# Point placement records
--- START ---

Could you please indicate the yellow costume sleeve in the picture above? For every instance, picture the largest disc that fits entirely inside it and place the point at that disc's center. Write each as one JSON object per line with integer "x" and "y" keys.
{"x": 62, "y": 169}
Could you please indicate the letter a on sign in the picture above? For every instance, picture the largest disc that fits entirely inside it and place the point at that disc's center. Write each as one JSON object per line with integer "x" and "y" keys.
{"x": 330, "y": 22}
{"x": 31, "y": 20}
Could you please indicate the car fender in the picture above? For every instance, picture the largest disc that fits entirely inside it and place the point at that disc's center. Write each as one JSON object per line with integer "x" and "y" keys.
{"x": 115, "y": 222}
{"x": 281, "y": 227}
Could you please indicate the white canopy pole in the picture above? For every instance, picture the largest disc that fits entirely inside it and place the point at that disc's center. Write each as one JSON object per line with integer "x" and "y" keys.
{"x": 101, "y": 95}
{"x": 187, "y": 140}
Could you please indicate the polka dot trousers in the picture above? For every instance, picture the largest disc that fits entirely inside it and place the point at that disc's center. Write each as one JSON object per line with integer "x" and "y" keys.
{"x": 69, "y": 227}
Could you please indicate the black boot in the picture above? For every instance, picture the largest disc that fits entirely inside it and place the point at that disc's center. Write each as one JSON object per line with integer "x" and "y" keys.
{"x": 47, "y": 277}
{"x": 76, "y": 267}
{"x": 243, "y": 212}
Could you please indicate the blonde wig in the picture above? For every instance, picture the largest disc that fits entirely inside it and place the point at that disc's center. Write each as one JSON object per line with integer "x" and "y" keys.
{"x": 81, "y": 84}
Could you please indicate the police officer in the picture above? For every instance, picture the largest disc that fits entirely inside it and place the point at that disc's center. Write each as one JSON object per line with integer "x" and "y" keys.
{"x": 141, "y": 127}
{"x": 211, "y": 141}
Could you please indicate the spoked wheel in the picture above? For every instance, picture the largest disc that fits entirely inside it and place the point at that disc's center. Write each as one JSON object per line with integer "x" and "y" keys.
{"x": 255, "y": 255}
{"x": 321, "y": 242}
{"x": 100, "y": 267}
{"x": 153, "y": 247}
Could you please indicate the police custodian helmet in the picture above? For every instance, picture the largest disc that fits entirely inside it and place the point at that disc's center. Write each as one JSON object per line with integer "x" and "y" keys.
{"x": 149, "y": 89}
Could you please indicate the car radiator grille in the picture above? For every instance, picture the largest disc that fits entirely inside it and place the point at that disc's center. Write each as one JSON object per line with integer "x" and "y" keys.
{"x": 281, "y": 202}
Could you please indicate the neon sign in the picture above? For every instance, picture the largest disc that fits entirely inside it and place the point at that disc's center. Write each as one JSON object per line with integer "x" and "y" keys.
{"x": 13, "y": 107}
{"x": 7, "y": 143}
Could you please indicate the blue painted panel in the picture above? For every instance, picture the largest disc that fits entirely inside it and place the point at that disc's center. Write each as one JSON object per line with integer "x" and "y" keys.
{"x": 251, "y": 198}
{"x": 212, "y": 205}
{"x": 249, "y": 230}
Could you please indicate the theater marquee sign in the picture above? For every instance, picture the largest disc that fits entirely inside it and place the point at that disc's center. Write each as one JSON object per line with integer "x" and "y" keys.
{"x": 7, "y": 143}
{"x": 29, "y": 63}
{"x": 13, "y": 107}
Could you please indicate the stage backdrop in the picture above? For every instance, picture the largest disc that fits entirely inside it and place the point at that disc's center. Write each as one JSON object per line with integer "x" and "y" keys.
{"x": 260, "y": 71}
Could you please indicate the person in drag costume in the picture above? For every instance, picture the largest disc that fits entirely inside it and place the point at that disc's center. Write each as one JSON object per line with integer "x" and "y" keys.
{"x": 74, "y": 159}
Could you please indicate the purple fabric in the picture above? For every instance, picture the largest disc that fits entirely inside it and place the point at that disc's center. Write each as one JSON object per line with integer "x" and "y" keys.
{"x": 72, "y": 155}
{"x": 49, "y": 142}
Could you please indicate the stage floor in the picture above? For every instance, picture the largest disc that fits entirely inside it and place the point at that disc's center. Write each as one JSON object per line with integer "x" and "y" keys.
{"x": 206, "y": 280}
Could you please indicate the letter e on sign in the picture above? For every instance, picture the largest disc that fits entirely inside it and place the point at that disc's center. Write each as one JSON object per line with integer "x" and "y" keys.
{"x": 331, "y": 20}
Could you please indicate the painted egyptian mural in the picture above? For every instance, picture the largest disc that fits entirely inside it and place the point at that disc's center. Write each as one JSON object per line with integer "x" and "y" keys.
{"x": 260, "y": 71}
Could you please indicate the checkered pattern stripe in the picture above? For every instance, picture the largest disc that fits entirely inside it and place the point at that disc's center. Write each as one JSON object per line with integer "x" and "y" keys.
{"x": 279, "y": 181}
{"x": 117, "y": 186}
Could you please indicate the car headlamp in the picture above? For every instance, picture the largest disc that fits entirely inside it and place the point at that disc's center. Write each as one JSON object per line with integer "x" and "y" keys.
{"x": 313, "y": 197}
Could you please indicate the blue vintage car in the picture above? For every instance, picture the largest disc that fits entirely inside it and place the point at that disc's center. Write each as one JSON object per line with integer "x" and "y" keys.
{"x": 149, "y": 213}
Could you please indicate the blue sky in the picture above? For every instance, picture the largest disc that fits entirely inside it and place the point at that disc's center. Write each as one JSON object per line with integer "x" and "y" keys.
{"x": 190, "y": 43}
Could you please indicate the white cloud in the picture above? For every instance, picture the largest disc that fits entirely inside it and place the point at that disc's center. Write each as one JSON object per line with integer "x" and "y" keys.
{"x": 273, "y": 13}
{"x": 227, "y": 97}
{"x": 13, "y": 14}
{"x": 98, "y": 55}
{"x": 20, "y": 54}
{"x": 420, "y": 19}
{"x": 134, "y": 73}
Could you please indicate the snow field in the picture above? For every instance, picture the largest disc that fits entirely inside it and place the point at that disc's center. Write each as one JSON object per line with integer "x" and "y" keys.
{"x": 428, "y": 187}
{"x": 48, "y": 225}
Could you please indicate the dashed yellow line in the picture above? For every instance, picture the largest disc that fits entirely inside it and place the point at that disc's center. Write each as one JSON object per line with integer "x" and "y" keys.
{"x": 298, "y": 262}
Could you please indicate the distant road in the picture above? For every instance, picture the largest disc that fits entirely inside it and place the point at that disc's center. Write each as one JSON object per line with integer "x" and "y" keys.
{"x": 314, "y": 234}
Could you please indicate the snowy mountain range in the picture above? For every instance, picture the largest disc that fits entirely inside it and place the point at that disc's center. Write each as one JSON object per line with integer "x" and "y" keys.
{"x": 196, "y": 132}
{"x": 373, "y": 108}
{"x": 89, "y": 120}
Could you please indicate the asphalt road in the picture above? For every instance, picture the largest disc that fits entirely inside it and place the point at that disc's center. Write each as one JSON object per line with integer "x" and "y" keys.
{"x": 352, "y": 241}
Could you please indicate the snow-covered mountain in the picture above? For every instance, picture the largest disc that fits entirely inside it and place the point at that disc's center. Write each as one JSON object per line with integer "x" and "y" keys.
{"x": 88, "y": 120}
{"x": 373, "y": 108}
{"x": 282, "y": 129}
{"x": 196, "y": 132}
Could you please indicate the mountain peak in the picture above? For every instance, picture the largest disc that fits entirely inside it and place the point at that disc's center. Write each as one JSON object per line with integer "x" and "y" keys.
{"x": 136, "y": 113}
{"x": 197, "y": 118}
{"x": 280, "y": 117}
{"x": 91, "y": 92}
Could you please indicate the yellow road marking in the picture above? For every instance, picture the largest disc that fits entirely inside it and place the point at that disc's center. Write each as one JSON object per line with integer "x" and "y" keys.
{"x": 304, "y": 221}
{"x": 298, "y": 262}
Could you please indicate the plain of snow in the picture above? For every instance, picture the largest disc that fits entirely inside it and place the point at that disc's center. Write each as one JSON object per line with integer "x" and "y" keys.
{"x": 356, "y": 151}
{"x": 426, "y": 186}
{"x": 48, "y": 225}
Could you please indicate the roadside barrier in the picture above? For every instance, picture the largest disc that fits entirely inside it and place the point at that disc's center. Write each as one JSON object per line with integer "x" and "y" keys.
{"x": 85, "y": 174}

--- END ---

# Exercise aim
Reproduce nothing but the lines from the line containing "Could you please indicate the mountain" to the last line of the data, each exactly as written.

# Task solution
Could you please indicate the mountain peak in the picture above? For every instance, picture the largest disc that fits entirely inside it and place the point at that disc's center. Write each as one JSON object per line with integer "x" and "y" keys.
{"x": 136, "y": 113}
{"x": 197, "y": 118}
{"x": 280, "y": 117}
{"x": 91, "y": 92}
Could you please indicate the yellow road marking in the picture above? For every instance, picture the largest disc that fits entirely inside it and place the point at that disc's center. Write each as one JSON object per line with integer "x" and "y" keys.
{"x": 304, "y": 221}
{"x": 298, "y": 262}
Could you please indicate the plain of snow in the picture above? For every instance, picture the largest disc that fits entirely inside it and place the point at that disc's center. Write each as one JSON object per line with integer "x" and "y" keys.
{"x": 356, "y": 151}
{"x": 426, "y": 186}
{"x": 48, "y": 225}
Could you please indicate the roadside barrier in the picture above? For every instance, picture the largest disc that fits entirely inside it and place the point at that disc's center. Write each as one JSON object per line with integer "x" and "y" keys.
{"x": 85, "y": 174}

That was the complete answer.